Two other outside investigations, both paid for by the Judicial Department, have already concluded Coats did not directly approve the contract and was merely the unwitting accomplice in a complex deal that they say Ryan helped engineer. The investigations, including the one commissioned by the OARC, concluded Coats was a poor administrator who let a “dysfunctional and toxic” work environment permeate the State Court Administrator’s Office he was supposed to oversee.
Ryan has consistently maintained his allegation and that the outcome of all the investigations — seven were launched — were designed "to protect the robes."
The investigators hired by the OARC submitted their findings and recommendations to the committee, which determined there wasn’t “clear and convincing” evidence to prove the quid pro quo allegation.
The committee did slam Coats for not reporting the apparent misconduct of two unidentified Judicial Department lawyers involved in the contract deal — it doesn’t say whether they are being investigated or disciplined for that conduct — a violation of his professional conduct promise. But the committee ultimately decided not to discipline Coats for any of it.
The investigator’s report is secret, according to the rules surrounding attorney discipline, as are the recommendations.
Some critics quickly said the same conflict-of-interest concerns that caused the Supreme Court to issue its new disqualification rule should have influenced the committee to recuse itself from the Coats matter. There are no provisions in the committee’s rules for when that happens.
Ten of the 11 members of the committee that rendered the decision, including its chairman, Boulder defense attorney Steven Jacobson, were appointed by Coats and other members of the current Supreme Court, according to annual reports by the Office of Attorney Regulation Counsel.
Coats retired in December 2020 after twenty years on the court, the last three as its chief justice.
And while Jacobson has held the chairmanship of the regulation committee since at least 2016 — committee chairmen and vice-chairmen can be appointed twice for a total of 14 years — he also sat alongside Coats as a member of the court’s influential Advisory Committee going back to at least 2003, records show.
What’s more, the committee’s rules require any decision to be made by at least a quorum, or majority, of its membership, or six of them.
If the decision about Coats was instead made by a quorum, at least five of the six would have been appointed to the job by Coats or a Coats-led court, records show.
Wald said he didn’t think there was enough reason for the committee to step aside. He is a member of the Colorado Supreme Court committee on the state Rules of Professional Conduct, a member of the Colorado State Bar Association’s ethics committee, and a member of the Colorado Judicial Ethics Advisory Board.

[Source information]
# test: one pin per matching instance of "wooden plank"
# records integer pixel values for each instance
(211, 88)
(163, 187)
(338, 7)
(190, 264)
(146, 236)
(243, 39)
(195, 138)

[Tasks]
1. Answer these from the Coats article:
(a) How many investigations were launched?
(b) In what month and year did Coats retire?
(c) How many of the 11 committee members who rendered the decision were appointed by Coats and other members of the current Supreme Court?
2. Output the passage of the Coats article that begins at the words "Some critics quickly" and stops after "Attorney Regulation Counsel.".

[Task results]
1.
(a) Seven
(b) December 2020
(c) Ten

2.
Some critics quickly said the same conflict-of-interest concerns that caused the Supreme Court to issue its new disqualification rule should have influenced the committee to recuse itself from the Coats matter. There are no provisions in the committee’s rules for when that happens.
Ten of the 11 members of the committee that rendered the decision, including its chairman, Boulder defense attorney Steven Jacobson, were appointed by Coats and other members of the current Supreme Court, according to annual reports by the Office of Attorney Regulation Counsel.